START Material provided

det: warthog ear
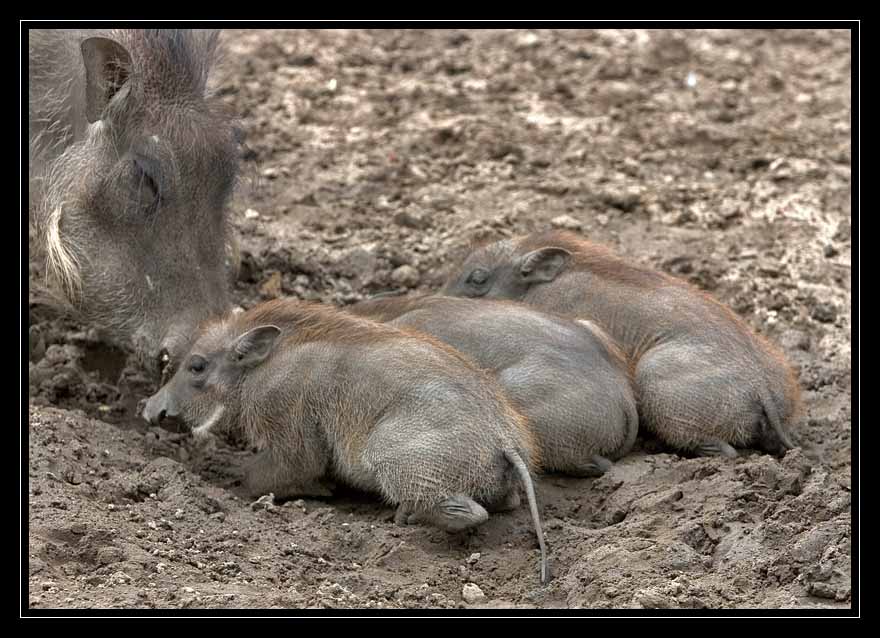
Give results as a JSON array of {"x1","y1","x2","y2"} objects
[
  {"x1": 81, "y1": 36, "x2": 133, "y2": 123},
  {"x1": 519, "y1": 247, "x2": 571, "y2": 283},
  {"x1": 231, "y1": 325, "x2": 281, "y2": 367}
]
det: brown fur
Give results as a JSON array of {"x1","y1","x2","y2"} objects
[
  {"x1": 537, "y1": 233, "x2": 801, "y2": 452},
  {"x1": 518, "y1": 231, "x2": 672, "y2": 289},
  {"x1": 355, "y1": 293, "x2": 635, "y2": 391},
  {"x1": 350, "y1": 294, "x2": 643, "y2": 469},
  {"x1": 215, "y1": 299, "x2": 541, "y2": 468},
  {"x1": 518, "y1": 231, "x2": 798, "y2": 356},
  {"x1": 233, "y1": 299, "x2": 503, "y2": 379},
  {"x1": 447, "y1": 230, "x2": 803, "y2": 455}
]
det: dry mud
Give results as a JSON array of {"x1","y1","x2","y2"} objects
[{"x1": 26, "y1": 28, "x2": 853, "y2": 611}]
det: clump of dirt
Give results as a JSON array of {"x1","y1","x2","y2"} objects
[{"x1": 27, "y1": 28, "x2": 852, "y2": 610}]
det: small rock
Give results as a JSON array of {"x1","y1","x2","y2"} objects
[
  {"x1": 390, "y1": 265, "x2": 420, "y2": 288},
  {"x1": 809, "y1": 581, "x2": 849, "y2": 600},
  {"x1": 97, "y1": 547, "x2": 125, "y2": 565},
  {"x1": 462, "y1": 583, "x2": 486, "y2": 604},
  {"x1": 291, "y1": 499, "x2": 307, "y2": 512},
  {"x1": 516, "y1": 32, "x2": 540, "y2": 48},
  {"x1": 811, "y1": 302, "x2": 838, "y2": 324},
  {"x1": 823, "y1": 244, "x2": 839, "y2": 258},
  {"x1": 393, "y1": 210, "x2": 429, "y2": 230},
  {"x1": 467, "y1": 553, "x2": 481, "y2": 565},
  {"x1": 635, "y1": 588, "x2": 674, "y2": 608},
  {"x1": 244, "y1": 208, "x2": 260, "y2": 220},
  {"x1": 251, "y1": 493, "x2": 276, "y2": 511},
  {"x1": 551, "y1": 215, "x2": 583, "y2": 230},
  {"x1": 110, "y1": 571, "x2": 132, "y2": 585},
  {"x1": 531, "y1": 156, "x2": 552, "y2": 168},
  {"x1": 601, "y1": 186, "x2": 642, "y2": 213},
  {"x1": 41, "y1": 581, "x2": 57, "y2": 590}
]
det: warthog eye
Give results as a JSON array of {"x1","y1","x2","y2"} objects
[
  {"x1": 466, "y1": 268, "x2": 490, "y2": 286},
  {"x1": 131, "y1": 154, "x2": 162, "y2": 213},
  {"x1": 187, "y1": 355, "x2": 208, "y2": 375}
]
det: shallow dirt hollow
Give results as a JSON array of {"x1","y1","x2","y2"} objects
[{"x1": 27, "y1": 29, "x2": 852, "y2": 610}]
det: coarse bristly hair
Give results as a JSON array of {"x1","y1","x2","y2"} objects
[
  {"x1": 201, "y1": 298, "x2": 543, "y2": 472},
  {"x1": 30, "y1": 29, "x2": 243, "y2": 316}
]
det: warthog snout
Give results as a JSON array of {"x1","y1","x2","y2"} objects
[{"x1": 142, "y1": 386, "x2": 179, "y2": 425}]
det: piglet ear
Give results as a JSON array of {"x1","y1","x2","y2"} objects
[
  {"x1": 519, "y1": 247, "x2": 571, "y2": 283},
  {"x1": 231, "y1": 325, "x2": 281, "y2": 367},
  {"x1": 81, "y1": 36, "x2": 133, "y2": 123}
]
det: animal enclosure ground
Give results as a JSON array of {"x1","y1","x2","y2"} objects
[{"x1": 27, "y1": 28, "x2": 853, "y2": 610}]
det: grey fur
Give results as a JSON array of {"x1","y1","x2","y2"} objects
[
  {"x1": 350, "y1": 295, "x2": 639, "y2": 476},
  {"x1": 29, "y1": 29, "x2": 239, "y2": 371},
  {"x1": 142, "y1": 300, "x2": 551, "y2": 583},
  {"x1": 442, "y1": 232, "x2": 802, "y2": 457}
]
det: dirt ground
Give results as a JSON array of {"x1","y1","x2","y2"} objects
[{"x1": 26, "y1": 28, "x2": 853, "y2": 611}]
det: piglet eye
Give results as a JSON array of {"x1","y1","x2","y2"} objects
[
  {"x1": 467, "y1": 268, "x2": 490, "y2": 285},
  {"x1": 188, "y1": 355, "x2": 208, "y2": 375},
  {"x1": 134, "y1": 160, "x2": 159, "y2": 197}
]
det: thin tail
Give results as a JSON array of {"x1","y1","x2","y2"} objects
[
  {"x1": 760, "y1": 390, "x2": 796, "y2": 453},
  {"x1": 614, "y1": 397, "x2": 640, "y2": 460},
  {"x1": 504, "y1": 449, "x2": 551, "y2": 584}
]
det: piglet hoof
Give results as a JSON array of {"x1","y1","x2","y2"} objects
[
  {"x1": 394, "y1": 504, "x2": 415, "y2": 526},
  {"x1": 569, "y1": 455, "x2": 614, "y2": 477},
  {"x1": 696, "y1": 440, "x2": 739, "y2": 459},
  {"x1": 574, "y1": 454, "x2": 614, "y2": 477},
  {"x1": 425, "y1": 495, "x2": 489, "y2": 532},
  {"x1": 302, "y1": 480, "x2": 336, "y2": 498}
]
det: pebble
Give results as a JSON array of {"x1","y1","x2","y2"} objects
[
  {"x1": 516, "y1": 32, "x2": 540, "y2": 48},
  {"x1": 811, "y1": 302, "x2": 838, "y2": 324},
  {"x1": 550, "y1": 215, "x2": 583, "y2": 230},
  {"x1": 393, "y1": 210, "x2": 429, "y2": 230},
  {"x1": 251, "y1": 493, "x2": 276, "y2": 511},
  {"x1": 462, "y1": 583, "x2": 486, "y2": 604},
  {"x1": 390, "y1": 265, "x2": 420, "y2": 288}
]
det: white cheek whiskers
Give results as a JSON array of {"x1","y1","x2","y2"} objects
[{"x1": 193, "y1": 404, "x2": 225, "y2": 439}]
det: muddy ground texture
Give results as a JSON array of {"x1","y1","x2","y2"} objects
[{"x1": 27, "y1": 29, "x2": 853, "y2": 610}]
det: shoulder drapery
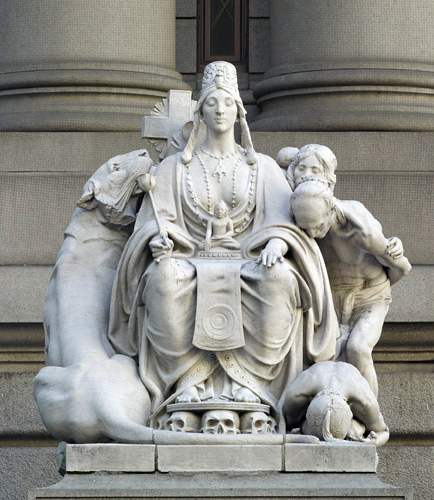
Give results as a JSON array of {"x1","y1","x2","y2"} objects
[{"x1": 108, "y1": 152, "x2": 338, "y2": 369}]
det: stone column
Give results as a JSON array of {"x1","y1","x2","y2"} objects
[
  {"x1": 251, "y1": 0, "x2": 434, "y2": 131},
  {"x1": 0, "y1": 0, "x2": 189, "y2": 131}
]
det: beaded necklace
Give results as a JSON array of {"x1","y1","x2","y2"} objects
[
  {"x1": 199, "y1": 146, "x2": 239, "y2": 183},
  {"x1": 186, "y1": 148, "x2": 256, "y2": 231}
]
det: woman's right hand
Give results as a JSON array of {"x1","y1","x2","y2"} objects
[{"x1": 149, "y1": 231, "x2": 174, "y2": 262}]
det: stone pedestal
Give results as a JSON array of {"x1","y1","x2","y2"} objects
[
  {"x1": 28, "y1": 443, "x2": 412, "y2": 499},
  {"x1": 0, "y1": 0, "x2": 189, "y2": 132},
  {"x1": 251, "y1": 0, "x2": 434, "y2": 131}
]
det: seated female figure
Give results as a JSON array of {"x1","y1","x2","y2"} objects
[{"x1": 109, "y1": 62, "x2": 338, "y2": 429}]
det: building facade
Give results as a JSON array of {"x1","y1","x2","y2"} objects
[{"x1": 0, "y1": 1, "x2": 432, "y2": 499}]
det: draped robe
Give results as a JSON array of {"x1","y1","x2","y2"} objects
[{"x1": 108, "y1": 152, "x2": 338, "y2": 428}]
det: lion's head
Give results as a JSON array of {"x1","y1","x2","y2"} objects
[{"x1": 77, "y1": 149, "x2": 154, "y2": 227}]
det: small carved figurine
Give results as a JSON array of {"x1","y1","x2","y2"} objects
[{"x1": 203, "y1": 200, "x2": 240, "y2": 251}]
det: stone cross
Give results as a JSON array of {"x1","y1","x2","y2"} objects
[{"x1": 142, "y1": 90, "x2": 196, "y2": 161}]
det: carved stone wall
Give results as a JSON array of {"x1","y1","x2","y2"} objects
[{"x1": 0, "y1": 2, "x2": 432, "y2": 500}]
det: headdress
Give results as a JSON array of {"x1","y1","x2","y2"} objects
[
  {"x1": 306, "y1": 390, "x2": 353, "y2": 441},
  {"x1": 182, "y1": 61, "x2": 256, "y2": 164},
  {"x1": 199, "y1": 62, "x2": 242, "y2": 105}
]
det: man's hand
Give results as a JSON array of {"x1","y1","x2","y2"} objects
[
  {"x1": 256, "y1": 238, "x2": 288, "y2": 267},
  {"x1": 34, "y1": 355, "x2": 153, "y2": 443},
  {"x1": 346, "y1": 419, "x2": 366, "y2": 441},
  {"x1": 386, "y1": 237, "x2": 404, "y2": 259},
  {"x1": 358, "y1": 430, "x2": 378, "y2": 445}
]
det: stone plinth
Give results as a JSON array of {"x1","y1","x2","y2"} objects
[
  {"x1": 60, "y1": 441, "x2": 378, "y2": 473},
  {"x1": 29, "y1": 443, "x2": 412, "y2": 499}
]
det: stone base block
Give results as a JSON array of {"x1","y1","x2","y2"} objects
[
  {"x1": 158, "y1": 444, "x2": 282, "y2": 472},
  {"x1": 29, "y1": 443, "x2": 412, "y2": 499},
  {"x1": 64, "y1": 444, "x2": 156, "y2": 473},
  {"x1": 29, "y1": 472, "x2": 412, "y2": 499},
  {"x1": 59, "y1": 442, "x2": 377, "y2": 474},
  {"x1": 284, "y1": 442, "x2": 378, "y2": 472}
]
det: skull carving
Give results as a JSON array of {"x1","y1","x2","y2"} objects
[
  {"x1": 201, "y1": 410, "x2": 240, "y2": 434},
  {"x1": 166, "y1": 411, "x2": 201, "y2": 433},
  {"x1": 240, "y1": 412, "x2": 277, "y2": 434},
  {"x1": 155, "y1": 413, "x2": 170, "y2": 430}
]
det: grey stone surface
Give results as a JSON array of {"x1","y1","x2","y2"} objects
[
  {"x1": 378, "y1": 446, "x2": 433, "y2": 500},
  {"x1": 285, "y1": 442, "x2": 377, "y2": 472},
  {"x1": 176, "y1": 0, "x2": 197, "y2": 18},
  {"x1": 0, "y1": 1, "x2": 176, "y2": 72},
  {"x1": 176, "y1": 19, "x2": 197, "y2": 74},
  {"x1": 249, "y1": 19, "x2": 270, "y2": 73},
  {"x1": 0, "y1": 1, "x2": 189, "y2": 131},
  {"x1": 386, "y1": 266, "x2": 434, "y2": 322},
  {"x1": 378, "y1": 372, "x2": 434, "y2": 438},
  {"x1": 1, "y1": 172, "x2": 88, "y2": 265},
  {"x1": 0, "y1": 323, "x2": 45, "y2": 373},
  {"x1": 0, "y1": 267, "x2": 52, "y2": 322},
  {"x1": 0, "y1": 132, "x2": 153, "y2": 173},
  {"x1": 29, "y1": 471, "x2": 411, "y2": 499},
  {"x1": 0, "y1": 89, "x2": 186, "y2": 133},
  {"x1": 157, "y1": 444, "x2": 282, "y2": 472},
  {"x1": 0, "y1": 447, "x2": 60, "y2": 500},
  {"x1": 252, "y1": 0, "x2": 434, "y2": 131},
  {"x1": 250, "y1": 0, "x2": 270, "y2": 18},
  {"x1": 65, "y1": 444, "x2": 155, "y2": 472},
  {"x1": 57, "y1": 442, "x2": 390, "y2": 476},
  {"x1": 374, "y1": 322, "x2": 434, "y2": 363},
  {"x1": 0, "y1": 372, "x2": 48, "y2": 437},
  {"x1": 267, "y1": 0, "x2": 434, "y2": 73},
  {"x1": 154, "y1": 430, "x2": 285, "y2": 445}
]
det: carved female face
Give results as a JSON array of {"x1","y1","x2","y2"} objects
[
  {"x1": 293, "y1": 154, "x2": 324, "y2": 188},
  {"x1": 201, "y1": 89, "x2": 238, "y2": 135}
]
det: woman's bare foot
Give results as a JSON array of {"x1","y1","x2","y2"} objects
[
  {"x1": 175, "y1": 386, "x2": 200, "y2": 403},
  {"x1": 234, "y1": 387, "x2": 260, "y2": 403}
]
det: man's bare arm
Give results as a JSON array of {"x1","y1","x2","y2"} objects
[
  {"x1": 345, "y1": 202, "x2": 411, "y2": 285},
  {"x1": 283, "y1": 369, "x2": 319, "y2": 429},
  {"x1": 348, "y1": 374, "x2": 389, "y2": 445}
]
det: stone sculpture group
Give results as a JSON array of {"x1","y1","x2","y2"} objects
[{"x1": 34, "y1": 62, "x2": 411, "y2": 447}]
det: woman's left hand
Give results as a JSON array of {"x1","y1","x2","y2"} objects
[{"x1": 257, "y1": 238, "x2": 288, "y2": 267}]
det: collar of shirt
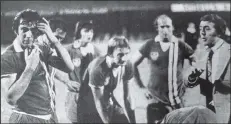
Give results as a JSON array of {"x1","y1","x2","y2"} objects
[
  {"x1": 106, "y1": 56, "x2": 113, "y2": 68},
  {"x1": 205, "y1": 38, "x2": 224, "y2": 52},
  {"x1": 13, "y1": 38, "x2": 24, "y2": 52},
  {"x1": 154, "y1": 35, "x2": 178, "y2": 52}
]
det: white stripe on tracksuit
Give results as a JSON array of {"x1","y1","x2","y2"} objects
[
  {"x1": 40, "y1": 61, "x2": 56, "y2": 112},
  {"x1": 168, "y1": 41, "x2": 181, "y2": 106}
]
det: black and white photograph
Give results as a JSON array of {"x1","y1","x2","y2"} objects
[{"x1": 1, "y1": 1, "x2": 230, "y2": 123}]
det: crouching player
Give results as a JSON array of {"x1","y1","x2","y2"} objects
[{"x1": 77, "y1": 36, "x2": 135, "y2": 123}]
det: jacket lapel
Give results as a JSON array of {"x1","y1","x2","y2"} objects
[
  {"x1": 198, "y1": 41, "x2": 230, "y2": 83},
  {"x1": 212, "y1": 43, "x2": 230, "y2": 83}
]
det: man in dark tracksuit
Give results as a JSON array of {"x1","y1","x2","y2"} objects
[
  {"x1": 53, "y1": 20, "x2": 101, "y2": 123},
  {"x1": 132, "y1": 14, "x2": 194, "y2": 123},
  {"x1": 1, "y1": 9, "x2": 74, "y2": 123}
]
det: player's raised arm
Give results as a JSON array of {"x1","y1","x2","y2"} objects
[{"x1": 37, "y1": 17, "x2": 74, "y2": 72}]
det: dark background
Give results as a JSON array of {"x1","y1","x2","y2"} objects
[
  {"x1": 1, "y1": 1, "x2": 230, "y2": 123},
  {"x1": 1, "y1": 1, "x2": 230, "y2": 44}
]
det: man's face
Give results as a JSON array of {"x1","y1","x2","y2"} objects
[
  {"x1": 112, "y1": 47, "x2": 130, "y2": 65},
  {"x1": 157, "y1": 17, "x2": 174, "y2": 41},
  {"x1": 80, "y1": 28, "x2": 94, "y2": 43},
  {"x1": 17, "y1": 18, "x2": 38, "y2": 48},
  {"x1": 54, "y1": 28, "x2": 67, "y2": 43},
  {"x1": 199, "y1": 21, "x2": 217, "y2": 46}
]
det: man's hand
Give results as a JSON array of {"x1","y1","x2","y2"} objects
[
  {"x1": 144, "y1": 90, "x2": 153, "y2": 100},
  {"x1": 37, "y1": 18, "x2": 59, "y2": 44},
  {"x1": 187, "y1": 68, "x2": 204, "y2": 88},
  {"x1": 66, "y1": 81, "x2": 80, "y2": 92},
  {"x1": 188, "y1": 68, "x2": 204, "y2": 81},
  {"x1": 25, "y1": 48, "x2": 40, "y2": 71}
]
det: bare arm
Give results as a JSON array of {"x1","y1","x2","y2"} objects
[
  {"x1": 1, "y1": 49, "x2": 40, "y2": 105},
  {"x1": 131, "y1": 51, "x2": 146, "y2": 88},
  {"x1": 54, "y1": 69, "x2": 70, "y2": 85},
  {"x1": 3, "y1": 68, "x2": 35, "y2": 105},
  {"x1": 90, "y1": 85, "x2": 110, "y2": 123},
  {"x1": 52, "y1": 42, "x2": 74, "y2": 72},
  {"x1": 37, "y1": 18, "x2": 74, "y2": 72},
  {"x1": 54, "y1": 69, "x2": 80, "y2": 92}
]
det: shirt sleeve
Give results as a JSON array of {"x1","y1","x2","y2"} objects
[
  {"x1": 88, "y1": 60, "x2": 105, "y2": 88},
  {"x1": 179, "y1": 41, "x2": 194, "y2": 58},
  {"x1": 1, "y1": 54, "x2": 17, "y2": 76},
  {"x1": 40, "y1": 43, "x2": 70, "y2": 72},
  {"x1": 139, "y1": 40, "x2": 151, "y2": 58}
]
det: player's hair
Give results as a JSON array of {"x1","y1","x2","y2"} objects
[
  {"x1": 153, "y1": 14, "x2": 173, "y2": 30},
  {"x1": 107, "y1": 36, "x2": 130, "y2": 55},
  {"x1": 74, "y1": 20, "x2": 94, "y2": 40},
  {"x1": 12, "y1": 9, "x2": 41, "y2": 34},
  {"x1": 200, "y1": 14, "x2": 227, "y2": 36},
  {"x1": 49, "y1": 18, "x2": 67, "y2": 32},
  {"x1": 147, "y1": 103, "x2": 169, "y2": 123}
]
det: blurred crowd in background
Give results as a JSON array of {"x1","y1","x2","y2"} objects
[{"x1": 1, "y1": 1, "x2": 230, "y2": 46}]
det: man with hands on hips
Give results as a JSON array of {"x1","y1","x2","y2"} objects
[
  {"x1": 132, "y1": 14, "x2": 194, "y2": 123},
  {"x1": 1, "y1": 9, "x2": 74, "y2": 123}
]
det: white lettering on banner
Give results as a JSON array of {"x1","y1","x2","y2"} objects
[{"x1": 171, "y1": 3, "x2": 230, "y2": 12}]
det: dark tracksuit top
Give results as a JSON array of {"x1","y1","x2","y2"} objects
[
  {"x1": 64, "y1": 42, "x2": 101, "y2": 122},
  {"x1": 139, "y1": 36, "x2": 193, "y2": 106}
]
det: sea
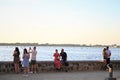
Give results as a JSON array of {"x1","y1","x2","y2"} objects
[{"x1": 0, "y1": 46, "x2": 120, "y2": 61}]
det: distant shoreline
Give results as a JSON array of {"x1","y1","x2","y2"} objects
[{"x1": 0, "y1": 43, "x2": 119, "y2": 48}]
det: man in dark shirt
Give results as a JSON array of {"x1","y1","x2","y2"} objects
[{"x1": 60, "y1": 49, "x2": 67, "y2": 66}]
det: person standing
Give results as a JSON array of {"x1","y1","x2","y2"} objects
[
  {"x1": 31, "y1": 46, "x2": 37, "y2": 73},
  {"x1": 22, "y1": 48, "x2": 30, "y2": 76},
  {"x1": 28, "y1": 47, "x2": 32, "y2": 73},
  {"x1": 60, "y1": 49, "x2": 67, "y2": 65},
  {"x1": 106, "y1": 46, "x2": 111, "y2": 65},
  {"x1": 13, "y1": 47, "x2": 20, "y2": 74}
]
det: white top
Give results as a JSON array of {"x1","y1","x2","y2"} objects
[
  {"x1": 31, "y1": 50, "x2": 37, "y2": 60},
  {"x1": 106, "y1": 50, "x2": 111, "y2": 58},
  {"x1": 28, "y1": 49, "x2": 32, "y2": 53}
]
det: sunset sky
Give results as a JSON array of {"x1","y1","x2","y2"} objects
[{"x1": 0, "y1": 0, "x2": 120, "y2": 45}]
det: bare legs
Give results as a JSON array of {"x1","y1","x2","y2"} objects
[
  {"x1": 14, "y1": 63, "x2": 19, "y2": 73},
  {"x1": 103, "y1": 59, "x2": 107, "y2": 70},
  {"x1": 24, "y1": 67, "x2": 29, "y2": 75},
  {"x1": 31, "y1": 64, "x2": 37, "y2": 73}
]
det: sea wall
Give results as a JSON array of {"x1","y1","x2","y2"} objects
[{"x1": 0, "y1": 61, "x2": 120, "y2": 73}]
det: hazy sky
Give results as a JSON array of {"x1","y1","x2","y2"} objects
[{"x1": 0, "y1": 0, "x2": 120, "y2": 45}]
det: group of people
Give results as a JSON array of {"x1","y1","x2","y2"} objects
[
  {"x1": 53, "y1": 49, "x2": 68, "y2": 70},
  {"x1": 13, "y1": 47, "x2": 68, "y2": 76},
  {"x1": 13, "y1": 46, "x2": 111, "y2": 76},
  {"x1": 102, "y1": 46, "x2": 111, "y2": 70},
  {"x1": 13, "y1": 47, "x2": 37, "y2": 76}
]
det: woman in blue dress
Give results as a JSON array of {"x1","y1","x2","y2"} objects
[{"x1": 22, "y1": 48, "x2": 30, "y2": 76}]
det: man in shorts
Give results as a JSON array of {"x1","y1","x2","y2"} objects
[{"x1": 31, "y1": 47, "x2": 37, "y2": 73}]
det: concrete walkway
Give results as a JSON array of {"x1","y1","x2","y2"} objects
[{"x1": 0, "y1": 71, "x2": 120, "y2": 80}]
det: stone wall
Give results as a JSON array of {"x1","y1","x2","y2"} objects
[{"x1": 0, "y1": 61, "x2": 120, "y2": 73}]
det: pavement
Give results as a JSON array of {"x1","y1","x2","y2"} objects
[{"x1": 0, "y1": 71, "x2": 120, "y2": 80}]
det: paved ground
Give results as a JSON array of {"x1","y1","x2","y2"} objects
[{"x1": 0, "y1": 71, "x2": 120, "y2": 80}]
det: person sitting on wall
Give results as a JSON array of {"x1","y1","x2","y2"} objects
[
  {"x1": 60, "y1": 49, "x2": 68, "y2": 66},
  {"x1": 53, "y1": 49, "x2": 62, "y2": 70},
  {"x1": 60, "y1": 49, "x2": 68, "y2": 72},
  {"x1": 102, "y1": 48, "x2": 107, "y2": 70}
]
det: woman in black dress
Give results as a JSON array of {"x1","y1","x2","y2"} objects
[{"x1": 13, "y1": 47, "x2": 20, "y2": 73}]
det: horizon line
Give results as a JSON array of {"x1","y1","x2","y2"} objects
[{"x1": 0, "y1": 42, "x2": 119, "y2": 46}]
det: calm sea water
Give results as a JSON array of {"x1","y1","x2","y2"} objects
[{"x1": 0, "y1": 46, "x2": 120, "y2": 61}]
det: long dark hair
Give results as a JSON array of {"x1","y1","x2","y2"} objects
[
  {"x1": 15, "y1": 47, "x2": 20, "y2": 55},
  {"x1": 23, "y1": 48, "x2": 28, "y2": 54}
]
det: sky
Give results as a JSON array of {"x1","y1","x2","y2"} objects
[{"x1": 0, "y1": 0, "x2": 120, "y2": 45}]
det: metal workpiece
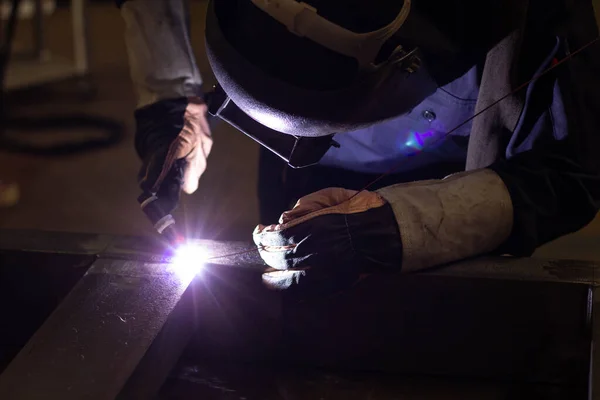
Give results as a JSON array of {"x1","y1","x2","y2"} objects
[
  {"x1": 0, "y1": 257, "x2": 198, "y2": 400},
  {"x1": 103, "y1": 235, "x2": 264, "y2": 268},
  {"x1": 592, "y1": 286, "x2": 600, "y2": 400},
  {"x1": 2, "y1": 229, "x2": 600, "y2": 399},
  {"x1": 420, "y1": 255, "x2": 599, "y2": 285},
  {"x1": 0, "y1": 228, "x2": 264, "y2": 267},
  {"x1": 1, "y1": 228, "x2": 597, "y2": 281},
  {"x1": 0, "y1": 229, "x2": 113, "y2": 255},
  {"x1": 0, "y1": 251, "x2": 96, "y2": 373},
  {"x1": 280, "y1": 272, "x2": 592, "y2": 382},
  {"x1": 160, "y1": 361, "x2": 580, "y2": 400}
]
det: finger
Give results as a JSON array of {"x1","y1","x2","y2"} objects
[
  {"x1": 254, "y1": 222, "x2": 319, "y2": 270},
  {"x1": 257, "y1": 214, "x2": 359, "y2": 271},
  {"x1": 262, "y1": 269, "x2": 306, "y2": 290},
  {"x1": 181, "y1": 148, "x2": 206, "y2": 194},
  {"x1": 181, "y1": 106, "x2": 213, "y2": 194},
  {"x1": 279, "y1": 188, "x2": 357, "y2": 224},
  {"x1": 191, "y1": 101, "x2": 213, "y2": 142}
]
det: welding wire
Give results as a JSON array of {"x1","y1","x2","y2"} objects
[
  {"x1": 199, "y1": 36, "x2": 600, "y2": 262},
  {"x1": 204, "y1": 246, "x2": 267, "y2": 261}
]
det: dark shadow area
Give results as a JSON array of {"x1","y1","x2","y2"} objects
[{"x1": 0, "y1": 250, "x2": 95, "y2": 372}]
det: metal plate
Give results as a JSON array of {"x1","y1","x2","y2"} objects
[
  {"x1": 159, "y1": 362, "x2": 585, "y2": 400},
  {"x1": 1, "y1": 229, "x2": 597, "y2": 283},
  {"x1": 0, "y1": 251, "x2": 95, "y2": 373},
  {"x1": 0, "y1": 229, "x2": 112, "y2": 255},
  {"x1": 2, "y1": 230, "x2": 600, "y2": 399},
  {"x1": 0, "y1": 257, "x2": 196, "y2": 400},
  {"x1": 182, "y1": 266, "x2": 592, "y2": 387}
]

END Material provided

■ **Problem to work on**
Of the records above, print only the lines from the one containing "det: blurred crowd in background" through the one containing "det: person standing", inclusive and unaltered, leaving out pictures.

■ **Reply to the exercise**
det: blurred crowd in background
Give results as a JSON array of {"x1","y1","x2","y2"} objects
[{"x1": 1, "y1": 1, "x2": 230, "y2": 46}]
det: man with hands on hips
Give results as a JSON array of {"x1","y1","x2","y2"} objects
[
  {"x1": 132, "y1": 14, "x2": 194, "y2": 123},
  {"x1": 1, "y1": 9, "x2": 74, "y2": 123}
]
det: white lettering on banner
Give results as a JSON array of {"x1","y1","x2","y2"} objects
[{"x1": 171, "y1": 3, "x2": 230, "y2": 12}]
det: dark tracksuit top
Give results as a JSON array of {"x1","y1","x2","y2"} objects
[
  {"x1": 64, "y1": 42, "x2": 101, "y2": 122},
  {"x1": 139, "y1": 36, "x2": 193, "y2": 106}
]
det: sea
Give results as a JSON array of {"x1","y1","x2","y2"} objects
[{"x1": 0, "y1": 46, "x2": 120, "y2": 61}]
det: distant shoreline
Give results as a JSON array of {"x1","y1","x2","y2"} objects
[{"x1": 0, "y1": 43, "x2": 119, "y2": 48}]
det: man in dark shirt
Give results as a JSON array of {"x1","y1","x2","y2"} objects
[{"x1": 60, "y1": 49, "x2": 67, "y2": 66}]
det: person standing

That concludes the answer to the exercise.